[About this task]:
Each line from the one that contains "In the picture above, where can the white sign" to the end of the material must be set down exactly, and no line before it.

[The input]:
*****
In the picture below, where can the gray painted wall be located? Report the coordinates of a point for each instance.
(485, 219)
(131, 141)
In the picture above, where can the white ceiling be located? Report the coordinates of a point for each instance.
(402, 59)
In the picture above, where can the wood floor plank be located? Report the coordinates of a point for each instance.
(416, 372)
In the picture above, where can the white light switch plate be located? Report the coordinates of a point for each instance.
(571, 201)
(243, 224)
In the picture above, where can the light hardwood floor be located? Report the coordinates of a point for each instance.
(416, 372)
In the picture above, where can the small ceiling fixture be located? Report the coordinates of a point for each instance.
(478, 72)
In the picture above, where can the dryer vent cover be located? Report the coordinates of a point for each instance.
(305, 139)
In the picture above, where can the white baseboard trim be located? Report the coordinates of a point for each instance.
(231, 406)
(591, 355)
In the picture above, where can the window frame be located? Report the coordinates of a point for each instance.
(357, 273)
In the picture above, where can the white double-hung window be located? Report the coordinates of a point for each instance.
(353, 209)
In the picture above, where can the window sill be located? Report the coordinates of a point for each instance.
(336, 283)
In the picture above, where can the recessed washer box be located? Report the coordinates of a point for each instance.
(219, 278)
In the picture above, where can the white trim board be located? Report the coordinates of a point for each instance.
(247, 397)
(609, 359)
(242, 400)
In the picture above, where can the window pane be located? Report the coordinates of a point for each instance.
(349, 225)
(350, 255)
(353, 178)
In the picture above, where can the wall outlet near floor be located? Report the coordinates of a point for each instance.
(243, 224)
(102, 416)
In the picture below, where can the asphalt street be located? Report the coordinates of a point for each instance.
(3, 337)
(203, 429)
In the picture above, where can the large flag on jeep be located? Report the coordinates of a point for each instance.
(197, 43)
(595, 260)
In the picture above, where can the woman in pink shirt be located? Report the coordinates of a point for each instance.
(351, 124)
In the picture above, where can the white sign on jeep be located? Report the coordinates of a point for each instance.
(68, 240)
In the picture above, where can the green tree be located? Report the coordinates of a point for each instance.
*****
[Answer to this exercise]:
In the picture above, where can the white sign on jeep be located? Report the coordinates of a point for each instance.
(68, 240)
In the picture above, where can the green tree be located? Report the coordinates of a point for each instance.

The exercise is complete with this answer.